YOUR OBJECTIVE>
Write out, word for word, the stretch of the transcript on technology and taxes from "Leo: But humans" through "On $8-billion of revenue.".

=== DOCUMENT SEGMENT ===

Iain: Well, no, technology is creating some of these problems. If you speak to any—

Leo: But humans are creating these. This is called progress.

Iain: I've spoken to numerous self-driving car people—

Leo: What would you have happen? Get rid of self-driving cars? What we need is more children in the factories making shoes?

Iain: None of them have even a clue as to how to deal with this. And they don't care because it's not their problem. And as Greg points out, particularly it's less so in this country, but certainly back in the UK, when it came out that Google had paid, what was it, Greg? It was something like—

Greg: $30-million.

Iain: Yea, $30-million on tax.

Greg: On $8-billion of revenue.

Iain: It just—you can't do that and expect to say, "Well, I'm a good citizen. You should protect me."

Leo: Well, I could match every point on this list of negatives and there are many, obviously, with positive points, things that technology has brought us and our life span is longer.

Greg: Amazon has paid, since 2008, Amazon has paid $1-billion dollars in tax to the US Government. And yet, Amazon is totally dependent on roads, bridges, electricity, workers, healthcare.

Leo: And we should all be upset about that. So, should is that just reform, tax reform we need?

Greg: So, what we've seen is technology companies—

Leo: They're taking advantage, by the way, of loopholes created by the incumbent companies who all along wanted to not pay taxes and take advantage of the infrastructure. These are tax laws that are on the books. Google comes along. It's not Google's fault. It's not Apple's fault. They're taking advantage of tax laws that were created not by them, but by their predecessors.

Greg: Yea, but they industrialized the abuse of those systems. So, way before the systems weren't being abused on a multi-billion dollars scale, they're being done at a minor scale.

Leo: Well, like everything in technology, they're just better at it.

Greg: But the big part of this is in the US, Amazon has actually got a competitive advantage over its—by just choosing not to make a profit. You only pay tax when you make a profit. So, if you build a business that doesn't make a profit, you don't pay tax. So, now, all of a sudden, Amazon can out compete Walmart because it never has, it doesn't have to carry that liability on its books.

Iain: Yea, Microsoft in its last quarter paid a minus 8% tax rate, because they managed to wipe out all the stuff from Nokia.

Greg: So, the governments have a problem. They need the revenue to sustain the internal systems. I mean in America particular, there's not enough money to fund the police force that's going to keep society secure. The reason that the police force has been militarizing is because they're frightened because there's not enough of them. How would you feel if you were like, what is the policing ratio in the UK? I think it's one to one hundred thousand? Something like that. And in the US, it's even much, much smaller. If there was any sort of significant societal upheaval in the US, this simply—

Leo: I'm sorry. This auto play gets me every time.

=== MATERIAL SHOWN ===

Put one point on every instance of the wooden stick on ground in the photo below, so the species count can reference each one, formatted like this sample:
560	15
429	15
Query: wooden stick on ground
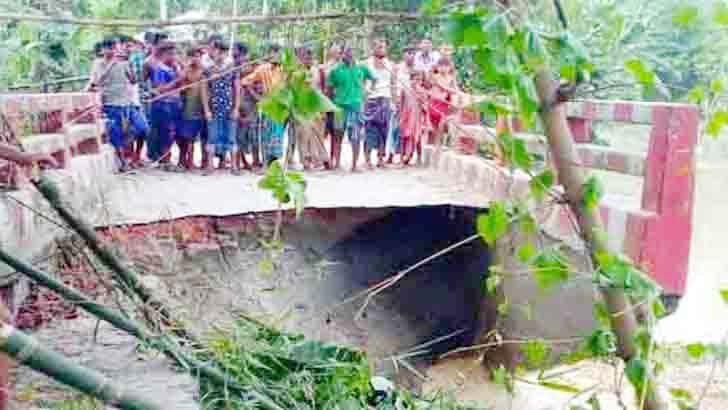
28	351
109	315
127	278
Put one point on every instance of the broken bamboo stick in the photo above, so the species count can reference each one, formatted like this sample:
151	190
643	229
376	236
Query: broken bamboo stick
28	351
127	278
112	317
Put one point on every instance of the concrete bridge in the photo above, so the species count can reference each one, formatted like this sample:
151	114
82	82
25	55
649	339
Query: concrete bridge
652	227
651	222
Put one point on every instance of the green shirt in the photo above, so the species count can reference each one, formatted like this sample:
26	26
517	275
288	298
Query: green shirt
348	85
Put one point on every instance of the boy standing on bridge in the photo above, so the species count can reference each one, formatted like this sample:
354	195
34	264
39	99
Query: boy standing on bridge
113	76
347	81
193	116
221	102
378	110
270	76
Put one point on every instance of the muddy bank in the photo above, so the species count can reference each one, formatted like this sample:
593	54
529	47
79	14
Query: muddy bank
212	271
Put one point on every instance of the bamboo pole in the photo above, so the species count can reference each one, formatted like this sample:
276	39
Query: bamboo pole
123	274
281	18
565	158
109	315
28	351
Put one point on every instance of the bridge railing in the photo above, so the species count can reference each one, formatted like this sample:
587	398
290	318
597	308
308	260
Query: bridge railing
657	233
63	125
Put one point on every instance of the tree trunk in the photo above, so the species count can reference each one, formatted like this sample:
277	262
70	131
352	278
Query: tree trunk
31	353
566	159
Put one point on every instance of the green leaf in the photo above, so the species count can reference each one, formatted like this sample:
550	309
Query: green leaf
573	61
617	272
720	14
658	308
431	7
526	252
541	183
602	342
716	86
504	307
601	313
285	186
566	388
716	122
492	108
491	283
527	311
494	224
591	192
536	353
502	377
527	223
466	29
528	44
696	350
550	268
636	372
686	16
681	394
644	75
277	106
696	95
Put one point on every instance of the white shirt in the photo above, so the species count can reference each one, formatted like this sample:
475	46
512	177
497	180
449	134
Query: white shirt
423	63
384	75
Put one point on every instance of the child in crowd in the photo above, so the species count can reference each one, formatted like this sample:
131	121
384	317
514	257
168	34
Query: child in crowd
249	124
440	84
193	115
270	75
166	108
113	77
414	121
347	82
221	103
135	50
248	119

===

RESPONSE TO THE TASK>
Leo: But humans are creating these. This is called progress.

Iain: I've spoken to numerous self-driving car people—

Leo: What would you have happen? Get rid of self-driving cars? What we need is more children in the factories making shoes?

Iain: None of them have even a clue as to how to deal with this. And they don't care because it's not their problem. And as Greg points out, particularly it's less so in this country, but certainly back in the UK, when it came out that Google had paid, what was it, Greg? It was something like—

Greg: $30-million.

Iain: Yea, $30-million on tax.

Greg: On $8-billion of revenue.